RAW RECORDS:

········

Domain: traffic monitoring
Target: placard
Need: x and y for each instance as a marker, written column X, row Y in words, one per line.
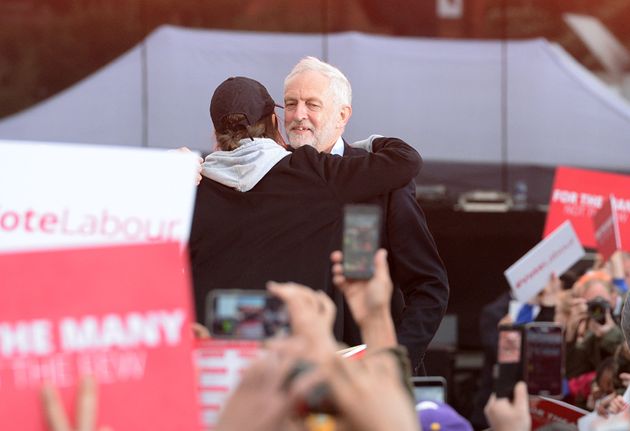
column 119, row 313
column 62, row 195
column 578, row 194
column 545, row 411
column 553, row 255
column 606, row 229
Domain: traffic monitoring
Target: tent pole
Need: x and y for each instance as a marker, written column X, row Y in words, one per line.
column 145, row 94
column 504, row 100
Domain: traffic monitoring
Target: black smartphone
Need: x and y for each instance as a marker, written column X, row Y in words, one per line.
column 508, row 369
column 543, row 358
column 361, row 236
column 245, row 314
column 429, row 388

········

CHALLENGE:
Can you express each line of the material above as a JSON list of strings, one string per line, with blank lines dropped and the pictures left out?

THE RESULT:
[
  "Domain: traffic monitoring",
  "Target: placard",
  "Need: x and y for each instance as a marker, written column X, row Y in words, one per line.",
  "column 119, row 313",
  "column 62, row 195",
  "column 578, row 194",
  "column 545, row 411",
  "column 553, row 255",
  "column 606, row 229",
  "Domain: traffic monitoring",
  "Target: tent pole",
  "Need: x and y for each instance as a marker, written column X, row Y in words, one per line.",
  "column 145, row 94",
  "column 504, row 100",
  "Domain: traffic monitoring",
  "Target: black smartphone",
  "Need: x and y for each instance as a marker, written column X, row Y in words, one per line.",
  "column 508, row 369",
  "column 543, row 358",
  "column 361, row 236",
  "column 245, row 314",
  "column 429, row 388"
]